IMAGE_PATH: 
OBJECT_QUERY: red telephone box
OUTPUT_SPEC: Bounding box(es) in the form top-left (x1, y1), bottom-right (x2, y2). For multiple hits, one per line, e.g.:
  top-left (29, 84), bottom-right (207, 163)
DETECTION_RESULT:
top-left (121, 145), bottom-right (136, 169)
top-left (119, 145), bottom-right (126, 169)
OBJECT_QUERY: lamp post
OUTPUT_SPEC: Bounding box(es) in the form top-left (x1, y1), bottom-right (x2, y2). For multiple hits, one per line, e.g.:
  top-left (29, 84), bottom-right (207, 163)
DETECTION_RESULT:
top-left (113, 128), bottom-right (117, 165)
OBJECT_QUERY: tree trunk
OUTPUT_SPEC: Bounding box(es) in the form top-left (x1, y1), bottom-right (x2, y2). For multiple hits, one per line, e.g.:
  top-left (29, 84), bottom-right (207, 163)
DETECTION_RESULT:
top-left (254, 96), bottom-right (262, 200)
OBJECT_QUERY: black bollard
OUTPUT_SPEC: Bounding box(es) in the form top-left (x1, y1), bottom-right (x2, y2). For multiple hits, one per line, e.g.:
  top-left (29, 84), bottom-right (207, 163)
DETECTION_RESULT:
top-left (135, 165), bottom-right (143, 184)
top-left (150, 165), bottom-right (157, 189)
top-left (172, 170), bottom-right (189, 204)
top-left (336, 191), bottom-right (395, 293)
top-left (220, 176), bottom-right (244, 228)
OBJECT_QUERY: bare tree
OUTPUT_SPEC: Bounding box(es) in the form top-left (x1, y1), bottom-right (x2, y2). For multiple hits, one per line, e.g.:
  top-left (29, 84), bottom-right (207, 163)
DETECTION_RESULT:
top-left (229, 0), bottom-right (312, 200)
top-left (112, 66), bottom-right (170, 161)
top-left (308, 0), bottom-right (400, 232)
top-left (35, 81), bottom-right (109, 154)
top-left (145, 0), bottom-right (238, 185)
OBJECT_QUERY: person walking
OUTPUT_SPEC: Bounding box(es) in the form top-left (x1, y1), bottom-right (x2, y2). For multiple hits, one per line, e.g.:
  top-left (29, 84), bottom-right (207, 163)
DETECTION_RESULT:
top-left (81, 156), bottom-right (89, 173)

==========

- _What is being asked_: Express the stretch of records from the line containing "OBJECT_QUERY: black bollard" through the line containing "top-left (145, 0), bottom-right (238, 185)" as a JSON list of strings, one string per line, with blank lines omitted.

- _Correct answer_:
[
  "OBJECT_QUERY: black bollard",
  "OUTPUT_SPEC: Bounding box(es) in the form top-left (x1, y1), bottom-right (x2, y2). For multiple hits, one per line, e.g.:",
  "  top-left (29, 84), bottom-right (207, 163)",
  "DETECTION_RESULT:",
  "top-left (135, 165), bottom-right (143, 184)",
  "top-left (150, 165), bottom-right (157, 189)",
  "top-left (172, 170), bottom-right (189, 204)",
  "top-left (336, 191), bottom-right (395, 293)",
  "top-left (220, 176), bottom-right (244, 228)",
  "OBJECT_QUERY: bare tree",
  "OUTPUT_SPEC: Bounding box(es) in the form top-left (x1, y1), bottom-right (x2, y2). For multiple hits, one per line, e.g.:",
  "  top-left (29, 84), bottom-right (207, 163)",
  "DETECTION_RESULT:",
  "top-left (229, 0), bottom-right (312, 200)",
  "top-left (112, 66), bottom-right (170, 161)",
  "top-left (308, 0), bottom-right (400, 232)",
  "top-left (35, 81), bottom-right (109, 154)",
  "top-left (145, 0), bottom-right (238, 185)"
]